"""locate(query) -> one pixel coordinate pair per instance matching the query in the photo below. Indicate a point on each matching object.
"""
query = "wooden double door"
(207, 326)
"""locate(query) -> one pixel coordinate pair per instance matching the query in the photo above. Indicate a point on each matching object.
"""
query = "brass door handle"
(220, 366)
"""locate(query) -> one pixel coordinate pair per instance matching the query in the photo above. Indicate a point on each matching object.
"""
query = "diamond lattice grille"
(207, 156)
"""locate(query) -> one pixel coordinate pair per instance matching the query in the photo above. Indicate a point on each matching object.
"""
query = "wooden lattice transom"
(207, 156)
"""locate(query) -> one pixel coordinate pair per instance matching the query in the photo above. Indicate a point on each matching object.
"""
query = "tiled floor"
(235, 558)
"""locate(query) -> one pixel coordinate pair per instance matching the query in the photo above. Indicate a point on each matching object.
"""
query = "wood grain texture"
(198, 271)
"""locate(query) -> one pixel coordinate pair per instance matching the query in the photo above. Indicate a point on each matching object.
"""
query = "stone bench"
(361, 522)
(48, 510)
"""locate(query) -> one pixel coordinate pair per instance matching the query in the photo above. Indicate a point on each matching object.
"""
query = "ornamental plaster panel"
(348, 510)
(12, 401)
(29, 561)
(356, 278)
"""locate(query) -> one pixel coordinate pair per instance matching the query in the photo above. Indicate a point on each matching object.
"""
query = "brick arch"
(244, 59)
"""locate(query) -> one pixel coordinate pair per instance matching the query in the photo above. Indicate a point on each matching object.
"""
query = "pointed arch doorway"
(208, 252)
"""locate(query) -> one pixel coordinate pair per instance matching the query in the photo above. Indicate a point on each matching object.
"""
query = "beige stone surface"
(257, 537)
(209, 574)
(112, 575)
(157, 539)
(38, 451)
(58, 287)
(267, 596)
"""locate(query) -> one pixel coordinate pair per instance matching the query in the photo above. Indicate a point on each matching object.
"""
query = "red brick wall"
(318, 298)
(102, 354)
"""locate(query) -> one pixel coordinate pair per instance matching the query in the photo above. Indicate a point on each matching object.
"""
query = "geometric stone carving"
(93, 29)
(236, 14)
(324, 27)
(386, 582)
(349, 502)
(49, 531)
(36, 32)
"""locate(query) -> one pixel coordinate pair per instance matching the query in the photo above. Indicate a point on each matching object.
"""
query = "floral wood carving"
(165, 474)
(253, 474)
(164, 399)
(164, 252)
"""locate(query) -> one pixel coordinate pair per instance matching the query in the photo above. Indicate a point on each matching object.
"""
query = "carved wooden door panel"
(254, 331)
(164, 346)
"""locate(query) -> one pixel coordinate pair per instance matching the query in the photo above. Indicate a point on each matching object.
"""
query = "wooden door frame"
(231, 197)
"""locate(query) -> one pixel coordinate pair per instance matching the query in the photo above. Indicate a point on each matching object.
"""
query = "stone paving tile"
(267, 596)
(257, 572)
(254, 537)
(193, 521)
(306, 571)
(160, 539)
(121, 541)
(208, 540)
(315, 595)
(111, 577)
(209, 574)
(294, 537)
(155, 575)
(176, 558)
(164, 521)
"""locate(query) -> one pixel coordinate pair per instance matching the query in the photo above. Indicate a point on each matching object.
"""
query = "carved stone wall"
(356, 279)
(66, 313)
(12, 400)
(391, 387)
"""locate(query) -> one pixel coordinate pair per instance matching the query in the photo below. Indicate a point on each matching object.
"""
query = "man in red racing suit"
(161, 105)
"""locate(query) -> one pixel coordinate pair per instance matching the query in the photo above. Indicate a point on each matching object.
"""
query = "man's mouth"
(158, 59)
---
#### What is asked
Pull out every line above that contains the string "brick", matching case.

#### Answer
query = "brick arch"
query = "red brick wall"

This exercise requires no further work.